What this task involves: Count how many lines in the records below contain the string "shirt". Reply with that number alone.

Supplied records:
-.-.-

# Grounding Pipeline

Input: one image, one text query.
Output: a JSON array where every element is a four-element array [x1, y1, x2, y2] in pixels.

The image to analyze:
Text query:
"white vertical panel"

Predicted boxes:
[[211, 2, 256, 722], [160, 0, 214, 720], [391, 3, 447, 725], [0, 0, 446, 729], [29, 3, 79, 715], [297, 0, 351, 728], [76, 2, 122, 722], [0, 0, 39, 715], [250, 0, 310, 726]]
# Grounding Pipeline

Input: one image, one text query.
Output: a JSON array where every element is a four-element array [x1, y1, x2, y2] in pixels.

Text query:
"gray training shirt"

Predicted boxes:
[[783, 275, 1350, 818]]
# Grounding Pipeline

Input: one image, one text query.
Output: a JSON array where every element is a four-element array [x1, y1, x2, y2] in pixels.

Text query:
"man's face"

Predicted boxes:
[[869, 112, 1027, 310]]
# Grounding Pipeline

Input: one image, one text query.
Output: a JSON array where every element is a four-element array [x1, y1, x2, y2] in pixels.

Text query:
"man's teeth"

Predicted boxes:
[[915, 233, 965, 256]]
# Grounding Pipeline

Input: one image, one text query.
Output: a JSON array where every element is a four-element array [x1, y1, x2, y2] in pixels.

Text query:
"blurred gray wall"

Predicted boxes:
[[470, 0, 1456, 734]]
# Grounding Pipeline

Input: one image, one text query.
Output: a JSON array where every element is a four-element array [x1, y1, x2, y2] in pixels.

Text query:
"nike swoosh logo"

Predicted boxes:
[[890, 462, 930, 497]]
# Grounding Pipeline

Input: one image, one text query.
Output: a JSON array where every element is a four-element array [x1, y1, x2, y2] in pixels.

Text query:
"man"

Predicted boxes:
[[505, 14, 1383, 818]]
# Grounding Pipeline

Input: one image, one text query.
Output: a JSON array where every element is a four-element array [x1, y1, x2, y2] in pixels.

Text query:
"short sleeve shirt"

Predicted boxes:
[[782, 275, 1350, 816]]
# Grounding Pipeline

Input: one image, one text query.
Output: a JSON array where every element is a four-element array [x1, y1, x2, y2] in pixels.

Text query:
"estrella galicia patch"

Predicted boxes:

-.-.-

Expected answer: 2